§ GIVEN TEXT
- - - -
BLHS modernizes learning with zSpace

NEW LEARNING SOFTWARE — Buckeye Local High School obtained zSpace 3-D learning software that can perform tasks such as virtual dissections and other lessons in science, math and history. The program was acquired with funding from a Charles M. and Thelma M. Pugliese Charitable Foundation grant as part of a high-tech makerspace created on the second floor of the school building.

CONNORVILLE — Some realistic learning tools are helping students at Buckeye Local High School expand their educational opportunities.

Funding from a $25,000 Charles M. and Thelma M. Pugliese Charitable Foundation grant added zSpace 3-D learning software late last year that is outfitted with glasses to heighten studies.

The $4,000 system is found in a makerspace on the second floor of the school and includes special apps to hone the students’ knowledge of science, math and history.

Principal Coy Sudvary, who obtained the grant last spring, said it will further modernize learning for students in grades seventh through 12th.

The zSpace system uses downloaded apps, including “Franklin’s Lab,” which provides a virtual look at electrical circuitry, and “Newton’s Park,” which includes lessons on physical science and Sir Isaac Newton’s theories. The apps also have capabilities to perform virtual dissections and offer a closer look at everything from atoms to the human body. Students wear 3-D glasses and utilize a special digital pen that links to the monitor and operates the programs. A webcam projects the images onto a larger flat-screen television for easier viewing and a small camera icon provides a microscopic look at images included in the lessons. Sudvary added that teachers and students alike can record the images from the screen and add them to their assignments.

“It combines virtual reality and augmented reality and is all hands on. There are pre-made assignments with lessons and tutorials on chemistry, cells, Earth science, geography, math, the solar system, history and more,” he continued, adding high school classes use the program several times a week. “The teachers can record lessons to send to the classroom or the kids can record a lesson off the activity they are participating in. It’s an interactive way to look at things that are normally on a page or in a video and you can manipulate it in a virtual reality setting.”

Sudvary hopes to add more software in the future and will seek grant funds to finance the upgrades. In addition to the Pugliese Foundation grant, teachers Suzanne Smarrella and Crystal Fluharty received a $600 Best Practice Grant from the Jefferson County Educational Service Center to help purchase the apps. Officials said more teachers will be trained to use the system.

In addition to the zSpace equipment, the grant obtained last spring also has afforded the site to acquire mobile furniture, a green screen and new interactive technology to enhance science, technology, engineering and mathematics education. A former study hall was converted into the makerspace and seats up to 30 students. It features virtual reality headsets to view scenes on Earth, in space and under the sea; more than a dozen new Chromebooks with chargeable containers called tech tubs; a larger Makerbot 3-D printer to accompany two others onsite; and a Double Robotics Telepresence robot that features a screen mounted upon Segway-type wheels and is remotely controlled with a laptop computer. Sudvary said the robot has been used by homebound students and school officials, and all equipment was provided by Tierney Brothers Inc. of Powell, Ohio.
- - - -
Extracted data entries
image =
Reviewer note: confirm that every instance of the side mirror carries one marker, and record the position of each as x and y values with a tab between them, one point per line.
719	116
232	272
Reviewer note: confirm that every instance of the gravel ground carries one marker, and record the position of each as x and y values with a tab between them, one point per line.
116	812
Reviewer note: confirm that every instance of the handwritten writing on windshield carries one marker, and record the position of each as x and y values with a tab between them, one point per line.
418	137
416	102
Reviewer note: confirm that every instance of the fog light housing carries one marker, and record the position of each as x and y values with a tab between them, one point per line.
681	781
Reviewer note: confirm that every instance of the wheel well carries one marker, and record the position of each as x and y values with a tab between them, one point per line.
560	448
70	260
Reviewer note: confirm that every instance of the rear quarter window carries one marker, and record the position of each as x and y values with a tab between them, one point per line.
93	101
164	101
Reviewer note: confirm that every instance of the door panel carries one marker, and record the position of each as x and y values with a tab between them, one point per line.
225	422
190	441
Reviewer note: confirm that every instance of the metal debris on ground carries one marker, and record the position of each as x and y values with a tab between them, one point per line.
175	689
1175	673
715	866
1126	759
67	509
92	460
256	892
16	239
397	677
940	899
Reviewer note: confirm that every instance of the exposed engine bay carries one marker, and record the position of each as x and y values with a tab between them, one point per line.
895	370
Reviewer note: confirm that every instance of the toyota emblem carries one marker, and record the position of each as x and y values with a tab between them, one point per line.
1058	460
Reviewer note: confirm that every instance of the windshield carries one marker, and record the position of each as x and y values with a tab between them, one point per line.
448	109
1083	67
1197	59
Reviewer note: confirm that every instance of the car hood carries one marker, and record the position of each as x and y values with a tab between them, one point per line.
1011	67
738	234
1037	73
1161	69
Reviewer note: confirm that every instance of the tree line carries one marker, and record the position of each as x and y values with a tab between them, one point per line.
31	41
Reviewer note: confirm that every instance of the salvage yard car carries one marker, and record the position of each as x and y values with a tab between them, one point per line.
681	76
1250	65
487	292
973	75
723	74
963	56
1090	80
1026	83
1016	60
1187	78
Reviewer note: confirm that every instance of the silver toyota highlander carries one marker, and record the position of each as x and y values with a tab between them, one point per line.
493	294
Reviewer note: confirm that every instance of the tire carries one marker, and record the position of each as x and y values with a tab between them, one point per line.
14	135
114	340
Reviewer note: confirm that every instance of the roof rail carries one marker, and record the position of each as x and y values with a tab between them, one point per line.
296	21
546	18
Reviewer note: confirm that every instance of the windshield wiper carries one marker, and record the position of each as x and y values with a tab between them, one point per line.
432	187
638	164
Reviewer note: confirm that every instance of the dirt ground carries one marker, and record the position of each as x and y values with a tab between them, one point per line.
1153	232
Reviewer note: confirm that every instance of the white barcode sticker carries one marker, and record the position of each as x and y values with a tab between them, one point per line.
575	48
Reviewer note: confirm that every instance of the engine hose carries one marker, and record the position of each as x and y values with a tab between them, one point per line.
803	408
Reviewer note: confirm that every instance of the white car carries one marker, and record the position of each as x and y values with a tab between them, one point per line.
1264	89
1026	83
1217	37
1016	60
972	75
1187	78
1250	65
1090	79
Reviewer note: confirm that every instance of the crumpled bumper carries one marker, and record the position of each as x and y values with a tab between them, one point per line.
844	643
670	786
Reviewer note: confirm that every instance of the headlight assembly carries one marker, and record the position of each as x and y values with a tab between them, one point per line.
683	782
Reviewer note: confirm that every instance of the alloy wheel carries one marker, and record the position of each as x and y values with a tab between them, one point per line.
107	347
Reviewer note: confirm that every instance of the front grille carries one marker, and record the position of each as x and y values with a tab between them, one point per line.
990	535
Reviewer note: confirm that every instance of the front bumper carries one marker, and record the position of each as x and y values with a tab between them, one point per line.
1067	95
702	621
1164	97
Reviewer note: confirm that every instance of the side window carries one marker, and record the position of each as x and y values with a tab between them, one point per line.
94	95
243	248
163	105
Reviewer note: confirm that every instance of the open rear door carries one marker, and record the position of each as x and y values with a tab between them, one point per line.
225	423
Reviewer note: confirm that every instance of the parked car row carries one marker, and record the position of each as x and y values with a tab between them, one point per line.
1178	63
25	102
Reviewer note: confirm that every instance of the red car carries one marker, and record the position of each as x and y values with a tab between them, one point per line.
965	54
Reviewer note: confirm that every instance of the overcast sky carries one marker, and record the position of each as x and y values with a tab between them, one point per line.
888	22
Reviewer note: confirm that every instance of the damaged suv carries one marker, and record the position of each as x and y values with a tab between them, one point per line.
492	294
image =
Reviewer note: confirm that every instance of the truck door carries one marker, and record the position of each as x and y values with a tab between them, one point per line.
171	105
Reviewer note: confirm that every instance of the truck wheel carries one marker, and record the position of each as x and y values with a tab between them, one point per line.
- - - -
§ DESCRIPTION OF THE TASK
According to the article on zSpace, how many students can the makerspace seat? Please disregard the records; they aren't needed here.

§ ANSWER FOR THE TASK
Up to 30 students.